> _The problem_: Reproduce each record below exactly as written.

(Pointing dataset records)
────────────────────────────────────────
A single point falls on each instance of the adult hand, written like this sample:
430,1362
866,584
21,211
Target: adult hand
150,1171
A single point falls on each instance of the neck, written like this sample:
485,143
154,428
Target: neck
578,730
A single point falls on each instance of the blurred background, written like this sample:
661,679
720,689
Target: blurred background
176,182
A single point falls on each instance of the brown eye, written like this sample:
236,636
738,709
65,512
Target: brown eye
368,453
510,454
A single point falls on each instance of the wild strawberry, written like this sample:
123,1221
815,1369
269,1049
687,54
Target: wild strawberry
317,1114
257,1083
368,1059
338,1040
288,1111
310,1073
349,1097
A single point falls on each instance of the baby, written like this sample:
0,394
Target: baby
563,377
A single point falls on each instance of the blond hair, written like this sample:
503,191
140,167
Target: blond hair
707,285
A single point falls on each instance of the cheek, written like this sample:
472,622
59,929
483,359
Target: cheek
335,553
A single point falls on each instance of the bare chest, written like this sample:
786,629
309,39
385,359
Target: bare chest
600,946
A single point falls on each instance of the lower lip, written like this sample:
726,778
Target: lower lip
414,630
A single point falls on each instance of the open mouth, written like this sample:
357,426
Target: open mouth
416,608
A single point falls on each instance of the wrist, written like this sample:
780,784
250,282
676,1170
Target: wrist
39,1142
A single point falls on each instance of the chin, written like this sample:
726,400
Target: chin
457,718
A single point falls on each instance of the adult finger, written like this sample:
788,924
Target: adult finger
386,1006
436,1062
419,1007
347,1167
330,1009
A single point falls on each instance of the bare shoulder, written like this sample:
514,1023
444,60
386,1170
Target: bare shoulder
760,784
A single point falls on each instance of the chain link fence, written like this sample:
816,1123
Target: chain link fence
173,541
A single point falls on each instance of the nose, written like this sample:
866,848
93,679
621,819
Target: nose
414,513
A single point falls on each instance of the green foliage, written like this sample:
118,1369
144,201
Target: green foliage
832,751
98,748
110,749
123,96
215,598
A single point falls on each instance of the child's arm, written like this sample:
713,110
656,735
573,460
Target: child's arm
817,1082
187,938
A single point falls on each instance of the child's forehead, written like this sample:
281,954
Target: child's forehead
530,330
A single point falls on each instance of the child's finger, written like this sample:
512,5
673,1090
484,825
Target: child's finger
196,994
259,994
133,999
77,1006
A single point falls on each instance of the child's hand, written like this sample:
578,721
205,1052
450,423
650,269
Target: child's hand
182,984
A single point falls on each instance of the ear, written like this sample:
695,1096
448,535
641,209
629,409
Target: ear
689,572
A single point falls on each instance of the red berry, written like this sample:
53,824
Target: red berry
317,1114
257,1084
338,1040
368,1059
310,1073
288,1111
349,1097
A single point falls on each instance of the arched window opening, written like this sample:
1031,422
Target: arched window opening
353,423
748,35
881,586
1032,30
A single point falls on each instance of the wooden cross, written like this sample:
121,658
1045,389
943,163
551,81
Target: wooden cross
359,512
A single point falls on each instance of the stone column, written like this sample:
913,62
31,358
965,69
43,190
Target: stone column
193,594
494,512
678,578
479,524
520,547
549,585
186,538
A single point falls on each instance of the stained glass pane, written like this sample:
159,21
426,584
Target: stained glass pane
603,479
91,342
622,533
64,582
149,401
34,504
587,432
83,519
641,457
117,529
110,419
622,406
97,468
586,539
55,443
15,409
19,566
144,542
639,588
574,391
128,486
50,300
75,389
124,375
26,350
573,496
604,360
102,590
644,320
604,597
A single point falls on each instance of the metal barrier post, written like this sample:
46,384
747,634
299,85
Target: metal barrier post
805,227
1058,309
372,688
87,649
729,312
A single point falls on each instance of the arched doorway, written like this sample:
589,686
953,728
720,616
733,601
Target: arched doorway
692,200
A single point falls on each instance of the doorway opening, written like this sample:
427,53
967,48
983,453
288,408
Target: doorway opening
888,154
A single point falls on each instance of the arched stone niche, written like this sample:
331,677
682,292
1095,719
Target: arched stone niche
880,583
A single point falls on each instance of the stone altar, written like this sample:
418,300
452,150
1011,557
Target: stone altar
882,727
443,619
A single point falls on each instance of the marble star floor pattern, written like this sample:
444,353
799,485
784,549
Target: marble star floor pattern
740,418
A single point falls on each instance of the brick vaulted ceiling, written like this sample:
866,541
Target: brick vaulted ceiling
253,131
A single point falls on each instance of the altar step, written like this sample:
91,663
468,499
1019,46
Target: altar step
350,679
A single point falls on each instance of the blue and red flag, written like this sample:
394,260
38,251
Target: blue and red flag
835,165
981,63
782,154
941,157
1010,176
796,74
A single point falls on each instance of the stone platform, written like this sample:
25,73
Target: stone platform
────────────────────────────────────────
> _Result of the task_:
A single point falls on each instance of the adult hand, written like this sample:
430,1362
866,584
21,211
Target: adult hand
150,1171
A single point falls on each instance of the neck, written like this sample:
485,143
154,428
Target: neck
578,730
A single point falls on each instance of the blurred background, written like this sample:
661,679
720,689
Target: blurred background
176,182
A single point falls on each instance of the brown eye, written like this sample:
236,636
738,709
65,512
Target: brown eye
368,453
510,454
A single point falls on each instance of the wild strawberry, written like this sample:
123,1221
815,1369
269,1049
687,54
Target: wild strawberry
317,1114
257,1083
368,1059
338,1040
288,1111
310,1073
349,1097
A single point falls on each instance of the baby, written like this sample:
0,394
Target: baby
563,377
A single point falls on each instance of the blond hair, written like this sample:
503,191
140,167
Target: blond hair
707,285
A single point falls on each instance of the cheek, written like this sample:
472,622
59,929
483,359
Target: cheek
335,553
A single point falls on each instance of the bare chest, written like this sample:
786,629
309,39
385,359
Target: bare chest
600,946
A single point falls on each instance of the lower lip, written like this sample:
726,778
Target: lower lip
414,630
A single point falls on each instance of the open mouth, written like this sample:
357,426
Target: open mouth
416,608
A single point falls on each instance of the wrist, written like this sample:
780,784
250,282
676,1170
Target: wrist
39,1142
A single point falls on each instance of the chin, written like this sample:
726,400
Target: chin
457,718
A single point falls on each instance of the adult finger, written like this sample:
788,924
Target: adult finger
386,1006
436,1062
419,1007
347,1167
330,1009
A single point falls on each instance of the bare shoulder, written like this sample:
514,1023
444,60
386,1170
Target: bare shoulder
760,784
A single point falls on each instance of the chain link fence, written like this sample:
816,1123
Target: chain link fence
173,541
A single point falls on each instance of the nose, written like this sample:
866,848
93,679
621,819
Target: nose
414,513
A single point falls on each instance of the green foliage, written like this sample:
118,1369
144,201
Target: green foliage
832,751
98,748
110,749
123,96
215,598
A single point falls on each instance of the child's arm, written like this sample:
713,110
656,735
573,460
Target: child's arm
817,1082
187,938
A single point falls on each instance of the child's forehead, written like this sample:
281,954
Target: child's forehead
530,330
A single point falls on each instance of the child's finger, written like this sample:
512,5
673,1090
484,825
Target: child's finger
196,994
259,994
133,999
77,1006
A single point falls on each instance of the child's hand, written like this sample:
578,721
205,1052
450,423
650,269
Target: child's hand
182,984
A single point falls on each instance of the ear, written like this sample:
695,1096
448,535
641,209
629,409
Target: ear
689,572
A single point falls on each instance of the red berry, written like this sample:
53,824
Target: red berry
317,1114
257,1084
338,1040
368,1059
310,1073
288,1111
349,1097
A single point falls on each instance of the arched window opening, written like this sample:
1031,422
Target: arched window opening
353,423
748,35
881,586
1032,30
A single point falls on each instance of the wooden cross, written like this sample:
121,658
1045,389
943,163
551,81
Target: wooden cross
359,512
A single point falls on each instance of the stone column, written like this sample:
913,62
31,358
965,69
43,190
Target: stone column
193,594
494,512
678,578
479,524
520,547
549,585
186,538
A single point falls on each instance of the stained glass pane, written like this sample:
159,21
426,584
Target: stained glass pane
603,479
91,342
622,533
64,582
149,401
34,504
587,432
83,519
641,457
117,529
110,419
622,406
97,468
586,539
55,443
15,409
19,566
144,542
639,588
574,391
128,486
50,300
75,389
124,375
26,350
573,496
604,360
102,590
644,320
604,597
A single point falls on each instance of the metal barrier post, written like this sample:
46,384
747,634
299,85
Target: metal barrier post
805,227
1058,309
372,688
87,649
729,312
A single point falls on each instance of the arched doorway, written like this sample:
589,686
953,728
720,616
733,601
Target: arched doorway
692,200
A single point falls on each instance of the doorway opening, written like this sample:
427,53
967,48
983,453
288,408
Target: doorway opening
888,154
A single point falls on each instance of the arched stone niche, written like this sample:
331,677
682,292
1095,719
Target: arched stone niche
880,583
A single point falls on each instance of the stone altar, written like this sample:
418,300
452,150
1011,557
Target: stone altar
882,727
443,619
A single point falls on each instance of the marble star floor pattern, written like this sample:
444,353
799,485
784,549
Target: marble star floor pattern
740,418
A single point falls on each instance of the brick vaulted ceiling, written like this sample:
866,541
Target: brick vaulted ceiling
253,131
A single point falls on each instance of the altar step, written like this sample:
91,663
468,499
1019,46
Target: altar step
350,679
A single point falls on each instance of the blue and red flag, written like this sample:
394,260
38,251
Target: blue and red flag
835,165
981,63
782,154
941,157
1010,176
796,74
A single point falls on each instance of the stone platform, written like this sample:
25,73
Target: stone platform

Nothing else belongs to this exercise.